[Dataset records]
═══
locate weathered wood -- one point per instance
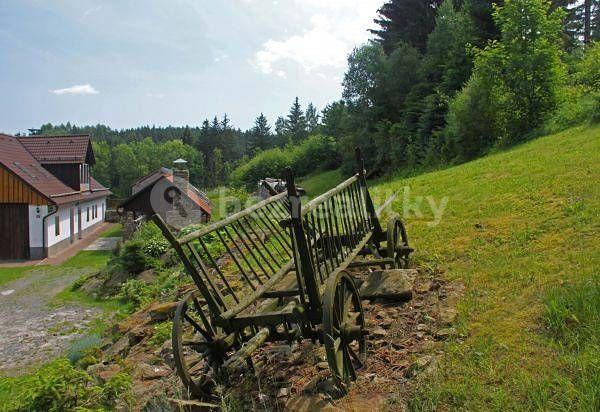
(392, 285)
(230, 219)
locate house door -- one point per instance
(78, 222)
(72, 224)
(14, 231)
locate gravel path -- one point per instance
(32, 329)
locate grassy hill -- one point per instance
(520, 229)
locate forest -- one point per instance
(441, 82)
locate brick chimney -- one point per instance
(180, 171)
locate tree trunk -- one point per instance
(587, 18)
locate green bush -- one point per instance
(269, 163)
(132, 258)
(313, 153)
(59, 386)
(136, 293)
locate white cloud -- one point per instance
(77, 89)
(336, 26)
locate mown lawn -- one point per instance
(115, 230)
(520, 230)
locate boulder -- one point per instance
(389, 285)
(147, 276)
(103, 372)
(150, 372)
(162, 311)
(119, 348)
(139, 318)
(116, 279)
═══
Turn all of the material above into a numbered list, one line per item, leaving out blank lines and the picture.

▸ **Solution**:
1. locate weathered wood -- one point per instance
2. (392, 285)
3. (230, 219)
4. locate house door -- one point per instance
5. (78, 222)
6. (72, 224)
7. (14, 231)
8. locate gravel path -- one point per instance
9. (32, 329)
10. locate grassy hill -- one point per instance
11. (520, 229)
12. locate forest -- one point per instance
13. (441, 82)
14. locate brick chimney -- one point per instance
15. (180, 171)
16. locate tree trunk -- one point per instance
17. (587, 18)
18. locate green bush -- one point per instance
19. (269, 163)
20. (132, 258)
21. (313, 153)
22. (59, 386)
23. (136, 293)
24. locate white cloud -- one point per instance
25. (77, 89)
26. (336, 26)
27. locate mown lawn -- one point per instance
28. (115, 230)
29. (520, 230)
30. locate boulder -- one point per instance
31. (389, 285)
32. (147, 276)
33. (103, 372)
34. (150, 372)
35. (162, 311)
36. (119, 348)
37. (139, 318)
38. (116, 279)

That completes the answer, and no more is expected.